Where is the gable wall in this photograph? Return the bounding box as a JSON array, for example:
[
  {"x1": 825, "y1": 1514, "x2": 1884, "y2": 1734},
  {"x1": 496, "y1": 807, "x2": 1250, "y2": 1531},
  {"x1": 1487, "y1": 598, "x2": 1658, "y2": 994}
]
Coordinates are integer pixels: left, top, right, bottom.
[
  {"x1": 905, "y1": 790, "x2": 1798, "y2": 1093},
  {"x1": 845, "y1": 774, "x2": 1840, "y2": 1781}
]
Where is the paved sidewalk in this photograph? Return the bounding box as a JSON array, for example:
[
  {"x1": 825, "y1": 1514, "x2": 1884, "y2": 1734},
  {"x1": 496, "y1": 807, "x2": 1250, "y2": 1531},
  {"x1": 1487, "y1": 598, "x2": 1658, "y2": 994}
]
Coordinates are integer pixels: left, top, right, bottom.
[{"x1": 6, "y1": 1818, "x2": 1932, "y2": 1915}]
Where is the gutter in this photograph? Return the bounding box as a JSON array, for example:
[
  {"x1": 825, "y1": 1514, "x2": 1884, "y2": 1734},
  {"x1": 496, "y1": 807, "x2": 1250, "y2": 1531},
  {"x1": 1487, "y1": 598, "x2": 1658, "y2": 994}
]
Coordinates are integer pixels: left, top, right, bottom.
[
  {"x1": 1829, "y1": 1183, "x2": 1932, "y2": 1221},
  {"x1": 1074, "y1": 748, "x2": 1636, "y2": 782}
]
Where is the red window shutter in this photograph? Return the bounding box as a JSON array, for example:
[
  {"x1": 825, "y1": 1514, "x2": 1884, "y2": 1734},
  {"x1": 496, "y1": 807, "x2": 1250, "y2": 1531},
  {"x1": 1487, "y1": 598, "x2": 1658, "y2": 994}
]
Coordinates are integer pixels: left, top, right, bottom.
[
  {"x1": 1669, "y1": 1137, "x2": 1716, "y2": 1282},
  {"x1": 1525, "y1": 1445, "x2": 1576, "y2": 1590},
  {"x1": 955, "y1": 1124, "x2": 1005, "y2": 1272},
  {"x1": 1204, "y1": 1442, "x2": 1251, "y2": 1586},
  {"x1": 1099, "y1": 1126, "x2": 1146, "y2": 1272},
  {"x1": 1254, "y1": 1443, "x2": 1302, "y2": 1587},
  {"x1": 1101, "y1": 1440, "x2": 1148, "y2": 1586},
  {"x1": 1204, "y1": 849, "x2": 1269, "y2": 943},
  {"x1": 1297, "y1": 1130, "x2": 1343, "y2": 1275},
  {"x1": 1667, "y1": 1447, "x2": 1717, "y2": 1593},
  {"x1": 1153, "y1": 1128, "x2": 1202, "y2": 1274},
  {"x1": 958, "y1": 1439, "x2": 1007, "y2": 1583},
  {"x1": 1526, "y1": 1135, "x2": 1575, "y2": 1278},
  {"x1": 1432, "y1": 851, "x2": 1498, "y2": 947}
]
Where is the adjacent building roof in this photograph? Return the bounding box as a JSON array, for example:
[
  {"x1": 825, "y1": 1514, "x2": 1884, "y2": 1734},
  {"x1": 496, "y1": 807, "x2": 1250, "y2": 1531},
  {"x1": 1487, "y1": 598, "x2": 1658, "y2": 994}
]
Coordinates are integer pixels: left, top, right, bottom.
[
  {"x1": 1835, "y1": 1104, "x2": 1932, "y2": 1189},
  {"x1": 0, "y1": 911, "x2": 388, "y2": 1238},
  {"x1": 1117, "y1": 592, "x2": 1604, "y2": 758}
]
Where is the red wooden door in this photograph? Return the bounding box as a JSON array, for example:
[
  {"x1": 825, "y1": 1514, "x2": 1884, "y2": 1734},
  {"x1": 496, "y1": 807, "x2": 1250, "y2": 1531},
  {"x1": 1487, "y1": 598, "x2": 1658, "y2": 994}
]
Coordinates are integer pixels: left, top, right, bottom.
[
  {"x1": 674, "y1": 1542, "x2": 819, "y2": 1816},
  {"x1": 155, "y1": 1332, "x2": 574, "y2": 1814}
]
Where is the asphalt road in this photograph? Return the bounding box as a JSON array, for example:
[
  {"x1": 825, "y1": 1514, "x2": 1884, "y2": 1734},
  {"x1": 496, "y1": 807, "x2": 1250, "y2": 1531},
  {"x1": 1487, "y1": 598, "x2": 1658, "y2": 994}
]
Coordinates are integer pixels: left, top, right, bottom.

------------------------

**Activity:** Print every record exactly, so that each word matches what is written above.

**Result of the exercise:**
Where is the gable wall in this photograph? Return the bounding box as a JSON array, for example:
[
  {"x1": 825, "y1": 1514, "x2": 1884, "y2": 1734},
  {"x1": 496, "y1": 807, "x2": 1250, "y2": 1531},
  {"x1": 1487, "y1": 598, "x2": 1658, "y2": 994}
]
Coordinates are integer pixels: left, top, right, bottom.
[
  {"x1": 905, "y1": 790, "x2": 1798, "y2": 1093},
  {"x1": 845, "y1": 774, "x2": 1840, "y2": 1781}
]
Where is the paved sidewalk in this photograph? Return the bounding box as a JSON array, for example:
[
  {"x1": 825, "y1": 1514, "x2": 1884, "y2": 1734},
  {"x1": 496, "y1": 807, "x2": 1250, "y2": 1531},
  {"x1": 1487, "y1": 598, "x2": 1658, "y2": 994}
]
Coordinates are integer pixels: left, top, right, bottom.
[{"x1": 6, "y1": 1818, "x2": 1932, "y2": 1915}]
Where is the gutter in this photograph? Return the bounding box as a JSON array, for example:
[
  {"x1": 825, "y1": 1514, "x2": 1884, "y2": 1734},
  {"x1": 496, "y1": 807, "x2": 1250, "y2": 1531},
  {"x1": 1487, "y1": 598, "x2": 1658, "y2": 994}
]
Coordinates are integer pixels: left, top, right, bottom.
[
  {"x1": 1829, "y1": 1183, "x2": 1932, "y2": 1221},
  {"x1": 1074, "y1": 748, "x2": 1636, "y2": 782}
]
Where is the red window shutter in this photograph? Return the bounding box as a JSON array, for example:
[
  {"x1": 825, "y1": 1514, "x2": 1884, "y2": 1734},
  {"x1": 496, "y1": 807, "x2": 1250, "y2": 1531},
  {"x1": 1487, "y1": 598, "x2": 1658, "y2": 994}
]
Coordinates are integer pixels: left, top, right, bottom.
[
  {"x1": 1669, "y1": 1137, "x2": 1716, "y2": 1282},
  {"x1": 1525, "y1": 1445, "x2": 1576, "y2": 1590},
  {"x1": 955, "y1": 1124, "x2": 1005, "y2": 1272},
  {"x1": 1204, "y1": 1442, "x2": 1251, "y2": 1586},
  {"x1": 1099, "y1": 1126, "x2": 1146, "y2": 1272},
  {"x1": 1254, "y1": 1443, "x2": 1302, "y2": 1587},
  {"x1": 1101, "y1": 1440, "x2": 1148, "y2": 1586},
  {"x1": 1204, "y1": 849, "x2": 1269, "y2": 943},
  {"x1": 1297, "y1": 1130, "x2": 1343, "y2": 1275},
  {"x1": 1667, "y1": 1447, "x2": 1717, "y2": 1593},
  {"x1": 1153, "y1": 1128, "x2": 1202, "y2": 1274},
  {"x1": 958, "y1": 1439, "x2": 1007, "y2": 1583},
  {"x1": 1526, "y1": 1135, "x2": 1575, "y2": 1278},
  {"x1": 1432, "y1": 851, "x2": 1498, "y2": 947}
]
Where is the adjacent building roof in this photograph? Return the bounding box as a JSON array, for example:
[
  {"x1": 825, "y1": 1514, "x2": 1884, "y2": 1734},
  {"x1": 496, "y1": 807, "x2": 1250, "y2": 1531},
  {"x1": 1487, "y1": 598, "x2": 1658, "y2": 994}
]
Coordinates are integer pixels: left, top, right, bottom.
[
  {"x1": 1835, "y1": 1104, "x2": 1932, "y2": 1189},
  {"x1": 0, "y1": 911, "x2": 388, "y2": 1238},
  {"x1": 1117, "y1": 592, "x2": 1604, "y2": 758}
]
Where is the red wooden door in this photograph? Return the bounding box as a JSON array, for example:
[
  {"x1": 825, "y1": 1514, "x2": 1884, "y2": 1734},
  {"x1": 496, "y1": 807, "x2": 1250, "y2": 1531},
  {"x1": 1487, "y1": 598, "x2": 1658, "y2": 994}
]
Coordinates are integer pixels: left, top, right, bottom.
[
  {"x1": 674, "y1": 1542, "x2": 819, "y2": 1816},
  {"x1": 155, "y1": 1332, "x2": 574, "y2": 1814}
]
Where is the asphalt road in this photograph? Return the bounding box as a JSON array, for example:
[
  {"x1": 825, "y1": 1514, "x2": 1884, "y2": 1734},
  {"x1": 496, "y1": 807, "x2": 1250, "y2": 1531},
  {"x1": 1487, "y1": 598, "x2": 1658, "y2": 994}
]
Coordinates are integer pixels: left, top, right, bottom.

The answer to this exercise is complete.